**YOUR GOAL**.
Give back the records in their entirety, exactly.

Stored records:
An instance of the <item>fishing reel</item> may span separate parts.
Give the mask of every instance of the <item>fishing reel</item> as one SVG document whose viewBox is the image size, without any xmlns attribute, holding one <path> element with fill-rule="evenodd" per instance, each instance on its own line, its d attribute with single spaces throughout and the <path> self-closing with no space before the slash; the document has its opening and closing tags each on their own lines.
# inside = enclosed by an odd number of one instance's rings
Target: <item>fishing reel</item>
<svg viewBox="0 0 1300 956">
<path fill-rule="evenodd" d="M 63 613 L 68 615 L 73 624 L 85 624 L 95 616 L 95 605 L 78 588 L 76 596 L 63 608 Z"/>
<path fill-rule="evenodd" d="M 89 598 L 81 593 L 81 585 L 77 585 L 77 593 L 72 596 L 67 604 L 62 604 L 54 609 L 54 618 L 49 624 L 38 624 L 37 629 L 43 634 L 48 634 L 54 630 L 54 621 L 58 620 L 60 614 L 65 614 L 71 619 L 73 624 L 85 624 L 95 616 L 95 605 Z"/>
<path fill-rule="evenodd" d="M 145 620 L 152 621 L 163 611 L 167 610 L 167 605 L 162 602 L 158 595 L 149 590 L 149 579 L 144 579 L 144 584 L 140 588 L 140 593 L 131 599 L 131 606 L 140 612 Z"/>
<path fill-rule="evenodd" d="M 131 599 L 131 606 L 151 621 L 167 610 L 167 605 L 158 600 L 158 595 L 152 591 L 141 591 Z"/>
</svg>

**EXERCISE RESPONSE**.
An instance of the <item>fishing reel</item> may span separate parts.
Give the mask of every instance of the <item>fishing reel</item> as one SVG document whose viewBox is the image size, without any xmlns attribute, holding one <path> element with fill-rule="evenodd" per instance, each instance on its own line, its d attribute with single spaces throughout and the <path> self-closing with no space before the slash; the document has its opening and closing tags each on their own lines.
# inside = enclosed by an odd number of one instance's rings
Target: <item>fishing reel</item>
<svg viewBox="0 0 1300 956">
<path fill-rule="evenodd" d="M 63 613 L 68 615 L 73 624 L 85 624 L 95 616 L 95 605 L 78 588 L 76 596 L 63 608 Z"/>
<path fill-rule="evenodd" d="M 89 598 L 81 593 L 81 585 L 77 585 L 77 593 L 72 596 L 67 604 L 62 604 L 54 609 L 54 618 L 49 624 L 38 624 L 37 629 L 43 634 L 48 634 L 54 630 L 54 621 L 58 620 L 60 614 L 65 614 L 71 619 L 73 624 L 85 624 L 95 616 L 95 605 Z"/>
<path fill-rule="evenodd" d="M 145 620 L 152 621 L 163 611 L 167 610 L 167 605 L 162 602 L 158 595 L 149 590 L 149 579 L 144 579 L 144 584 L 140 588 L 140 593 L 131 599 L 131 606 L 140 612 Z"/>
<path fill-rule="evenodd" d="M 131 599 L 131 606 L 151 621 L 167 610 L 167 605 L 158 600 L 158 595 L 152 591 L 141 591 Z"/>
</svg>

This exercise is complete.